Point labeling dataset excerpts
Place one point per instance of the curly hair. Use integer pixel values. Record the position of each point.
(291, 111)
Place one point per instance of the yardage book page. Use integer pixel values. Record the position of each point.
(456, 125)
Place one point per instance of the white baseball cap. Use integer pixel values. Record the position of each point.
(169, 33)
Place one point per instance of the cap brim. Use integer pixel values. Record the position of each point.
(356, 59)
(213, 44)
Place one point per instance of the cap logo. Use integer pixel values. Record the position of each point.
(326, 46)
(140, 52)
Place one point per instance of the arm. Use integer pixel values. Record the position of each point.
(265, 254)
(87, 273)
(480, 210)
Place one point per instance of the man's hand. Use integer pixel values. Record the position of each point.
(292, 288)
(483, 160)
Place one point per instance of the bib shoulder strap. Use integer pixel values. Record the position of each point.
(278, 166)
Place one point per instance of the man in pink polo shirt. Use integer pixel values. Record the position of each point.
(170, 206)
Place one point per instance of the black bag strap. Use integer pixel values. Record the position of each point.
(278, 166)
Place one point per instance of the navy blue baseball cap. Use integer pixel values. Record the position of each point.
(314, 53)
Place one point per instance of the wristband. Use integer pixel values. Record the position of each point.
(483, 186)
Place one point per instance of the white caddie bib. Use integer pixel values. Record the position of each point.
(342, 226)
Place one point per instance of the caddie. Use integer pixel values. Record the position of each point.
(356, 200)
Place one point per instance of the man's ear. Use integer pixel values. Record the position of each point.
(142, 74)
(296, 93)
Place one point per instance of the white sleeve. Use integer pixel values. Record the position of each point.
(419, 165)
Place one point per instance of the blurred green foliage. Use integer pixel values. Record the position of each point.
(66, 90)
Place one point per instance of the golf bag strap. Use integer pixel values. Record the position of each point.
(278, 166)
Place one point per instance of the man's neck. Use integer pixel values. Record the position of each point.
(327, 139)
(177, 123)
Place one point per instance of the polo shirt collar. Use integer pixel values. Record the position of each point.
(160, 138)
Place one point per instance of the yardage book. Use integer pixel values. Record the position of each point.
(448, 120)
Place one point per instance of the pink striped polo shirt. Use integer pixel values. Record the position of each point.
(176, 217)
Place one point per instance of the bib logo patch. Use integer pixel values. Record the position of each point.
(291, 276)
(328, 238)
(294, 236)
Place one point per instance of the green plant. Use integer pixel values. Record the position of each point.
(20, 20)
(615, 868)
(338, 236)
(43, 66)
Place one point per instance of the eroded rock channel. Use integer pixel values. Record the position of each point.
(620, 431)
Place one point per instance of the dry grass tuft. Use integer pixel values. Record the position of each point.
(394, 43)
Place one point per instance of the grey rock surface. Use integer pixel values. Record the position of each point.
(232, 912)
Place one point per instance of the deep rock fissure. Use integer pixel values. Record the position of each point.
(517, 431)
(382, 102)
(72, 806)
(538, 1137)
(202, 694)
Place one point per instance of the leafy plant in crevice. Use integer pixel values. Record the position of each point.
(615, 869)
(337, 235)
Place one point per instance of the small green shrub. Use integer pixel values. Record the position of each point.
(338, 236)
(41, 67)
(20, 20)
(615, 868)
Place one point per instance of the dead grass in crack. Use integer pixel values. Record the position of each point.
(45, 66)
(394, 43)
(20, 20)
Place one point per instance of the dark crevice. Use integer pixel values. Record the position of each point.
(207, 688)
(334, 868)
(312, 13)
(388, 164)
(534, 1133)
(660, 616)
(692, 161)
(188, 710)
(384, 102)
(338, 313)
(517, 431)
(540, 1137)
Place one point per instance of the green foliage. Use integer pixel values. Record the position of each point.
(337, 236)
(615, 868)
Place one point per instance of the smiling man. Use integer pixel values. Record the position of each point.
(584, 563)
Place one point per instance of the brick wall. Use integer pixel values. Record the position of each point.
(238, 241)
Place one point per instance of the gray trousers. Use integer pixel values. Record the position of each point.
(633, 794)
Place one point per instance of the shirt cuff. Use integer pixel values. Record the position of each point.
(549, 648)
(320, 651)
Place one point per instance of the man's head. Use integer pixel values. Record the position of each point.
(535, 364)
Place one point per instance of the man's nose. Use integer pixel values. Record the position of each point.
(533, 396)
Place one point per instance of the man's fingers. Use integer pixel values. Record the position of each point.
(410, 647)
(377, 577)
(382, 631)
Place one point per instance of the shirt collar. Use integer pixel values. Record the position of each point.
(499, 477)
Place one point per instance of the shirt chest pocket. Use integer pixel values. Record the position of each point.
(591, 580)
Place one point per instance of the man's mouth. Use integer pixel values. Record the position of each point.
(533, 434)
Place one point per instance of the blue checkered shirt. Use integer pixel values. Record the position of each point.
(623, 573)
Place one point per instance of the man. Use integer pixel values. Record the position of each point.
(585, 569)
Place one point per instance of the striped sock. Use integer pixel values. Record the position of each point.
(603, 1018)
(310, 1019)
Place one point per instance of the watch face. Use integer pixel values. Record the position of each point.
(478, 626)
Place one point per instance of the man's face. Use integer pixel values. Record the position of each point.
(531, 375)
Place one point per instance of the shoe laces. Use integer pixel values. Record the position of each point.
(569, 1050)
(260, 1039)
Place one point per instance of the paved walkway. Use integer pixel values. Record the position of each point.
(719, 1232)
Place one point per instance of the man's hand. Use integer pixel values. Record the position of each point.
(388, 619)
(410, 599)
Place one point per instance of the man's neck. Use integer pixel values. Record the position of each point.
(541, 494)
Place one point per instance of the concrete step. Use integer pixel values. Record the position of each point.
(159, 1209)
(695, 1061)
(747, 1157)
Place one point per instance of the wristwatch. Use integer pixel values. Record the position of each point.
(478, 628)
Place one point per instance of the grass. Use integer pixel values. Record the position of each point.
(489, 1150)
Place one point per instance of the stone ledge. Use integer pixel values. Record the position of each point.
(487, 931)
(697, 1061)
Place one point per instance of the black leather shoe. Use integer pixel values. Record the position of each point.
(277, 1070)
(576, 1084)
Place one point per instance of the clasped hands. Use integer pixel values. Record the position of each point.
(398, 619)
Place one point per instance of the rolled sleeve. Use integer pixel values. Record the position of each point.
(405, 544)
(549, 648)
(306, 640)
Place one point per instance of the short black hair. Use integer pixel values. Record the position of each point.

**Work instructions**
Return the listing above in full, character for character.

**Full answer**
Place one point per instance of the curly hair. Use integer pixel values. Record the position of each point.
(291, 111)
Place one point per instance of the yardage book page. Use integer pixel values. Record the position of each point.
(456, 125)
Place one point per instance of the white baseball cap. Use integer pixel values. Record the position of each point.
(169, 33)
Place one point per instance of the cap brim. Use integer pixel values. Record the position of each point.
(356, 59)
(213, 44)
Place one point per instance of the cap logo. Use integer pixel values. Record the position of each point.
(326, 46)
(140, 52)
Place one point per instance of the arm. Use integer pixel values. Record the position of each point.
(265, 254)
(87, 273)
(480, 210)
Place one point per instance of the man's hand. Use integer pixel values. Record the position of each point.
(292, 288)
(483, 160)
Place one point per instance of the bib shoulder strap. Use integer pixel values. Record the position of each point.
(278, 166)
Place one point per instance of the man in pink polo shirt. Use integer pixel values. Record the position of each point.
(170, 206)
Place one point per instance of the black bag strap. Use integer pixel values. Record the position of each point.
(278, 166)
Place one point per instance of the navy blue baseball cap. Use integer pixel values. Record the position of each point.
(314, 53)
Place one point per instance of the wristband. Use integer pixel values. Record the position of each point.
(483, 186)
Place one point per instance of the white caddie bib. Use integer pixel values. Record the position of each point.
(342, 226)
Place one point per instance of the caddie. Use integer pixel values. Record the position of each point.
(356, 200)
Place one point per instance of the man's ear. Use integer pixel values. Record the position of each point.
(142, 74)
(296, 93)
Place one point per instance of the white sleeve. Use integer pixel values. Record the position of each point.
(419, 165)
Place one point per instance of the blurred green foliage. Use integer pixel values. Record the position of each point.
(66, 90)
Place one point per instance of the golf bag strap. Use integer pixel values. Record the position of each point.
(278, 166)
Place one point per instance of the man's neck. Use integer pixel values. Record the position of each point.
(327, 139)
(177, 123)
Place one point per instance of the polo shirt collar. Use integer pixel values. Record the position of each point.
(160, 138)
Place one point per instance of the yardage book. Use integer pixel values. Record the position of each point.
(448, 120)
Place one point per instance of the pink striped polo shirt. Use integer pixel values. Record the position of each point.
(176, 217)
Place one point per instance of the bib logo patch. Use integer pixel values. Record the position of each point.
(291, 276)
(328, 238)
(294, 236)
Place one point per instance of the green plant. Use integer pixel values. Record the position of each point.
(20, 20)
(615, 868)
(338, 236)
(43, 66)
Place one point per instance of the eroded rock channel. Use integer pixel values. Record the position of each point.
(620, 431)
Place one point per instance of the dry grass tuft. Use integer pixel values. Record the position of each point.
(394, 43)
Place one point per instance of the grey rock surface. Use integer pixel values. Record the position of each point.
(232, 912)
Place one point per instance of the deep rock fissure. Use integer pixel values. Record the position of each point.
(517, 431)
(382, 102)
(72, 806)
(538, 1137)
(202, 694)
Place one point per instance of the leafy plant in crevice. Use integer pixel values. Record the position of each point.
(615, 869)
(337, 235)
Place one point per instance of the small green shrub. Use integer pixel values. Record the position of each point.
(338, 236)
(41, 67)
(20, 20)
(615, 868)
Place one point per instance of the dead grass in crack. Use integer pixel values. Record the position of each point.
(45, 66)
(394, 43)
(20, 20)
Place one point per instance of the dark crevice. Use integer pixel values. Record the position of each point.
(207, 688)
(334, 868)
(312, 13)
(388, 164)
(534, 1133)
(660, 616)
(692, 161)
(188, 710)
(384, 102)
(338, 313)
(517, 431)
(540, 1137)
Place one point per instance of the green foliage. Use integer pixel values. Record the position of each point.
(337, 236)
(615, 868)
Place one point per instance of the smiling man. Use integer pixel values. Record the position of each point.
(584, 563)
Place one point per instance of the brick wall. Use integer pixel values. Record the position of each point.
(238, 241)
Place one point per instance of the gray trousers. Use integer pixel values. Record the position of each point.
(633, 794)
Place one point per instance of the shirt cuff. Use integer pixel values. Record the position of each point.
(549, 648)
(320, 651)
Place one point per instance of the man's head. Use integer pixel values. Record the position of each point.
(535, 364)
Place one point per instance of the man's nose. Use integer pixel values. Record the position of each point.
(533, 396)
Place one point per instance of the man's fingers. Use integer pixel values. Record the position of each point.
(410, 647)
(377, 577)
(382, 631)
Place one point per instance of the shirt collar. Use integer pixel values. Record the position of each point.
(499, 477)
Place one point per instance of the shirt chest pocket. Use integer pixel values. Record the position of each point.
(591, 580)
Place one point per instance of the man's mouth. Use integer pixel values. Record the position of each point.
(533, 434)
Place one point per instance of the blue checkered shirt. Use integer pixel values. Record the position of each point.
(623, 573)
Place one point per instance of the man. Use integer pixel values. Record the position of each point.
(585, 569)
Place one point per instance of the striped sock. Use integer pixel values. Record the position of each point.
(603, 1018)
(310, 1019)
Place one point per instance of the watch face. Use integer pixel values. Record the position of each point.
(478, 626)
Place one point per instance of the man's face. Use integer pixel values. Record the position of each point.
(531, 375)
Place one point per instance of the shoe laces. Use integer pixel values. Record the position of each point.
(569, 1050)
(260, 1039)
Place one point per instance of the paved walkway. Use integer pixel values. Record the position of each point.
(719, 1232)
Place one point per instance of the man's hand. Use integer pixel values. Record the position of each point.
(388, 619)
(410, 599)
Place one point per instance of the man's neck. Use integer pixel values. Record the position of each point.
(541, 494)
Place one point per instance of the concrete step. Use integer pixel values. Record the position of each point.
(159, 1209)
(695, 1061)
(747, 1157)
Place one point per instance of the wristwatch. Use integer pixel values. Record the position of each point.
(478, 628)
Place one point per instance of the grass. Use integer pixel values. Record the position of each point.
(489, 1150)
Place one point per instance of the stone ledge. Use integer pixel values. Record the position of each point.
(487, 931)
(697, 1061)
Place one point per instance of the black leather shoe. Use integer pixel values. Record the position of each point.
(277, 1070)
(576, 1084)
Place one point per instance of the clasped hands. Use integer pixel values. Record the position of each point.
(398, 619)
Place one point per instance of the rolled sleeve. Use integer pixel values. Record the position of each point.
(405, 544)
(549, 648)
(306, 640)
Place one point per instance of the short black hair. Use integer pixel values. Record the position of each point.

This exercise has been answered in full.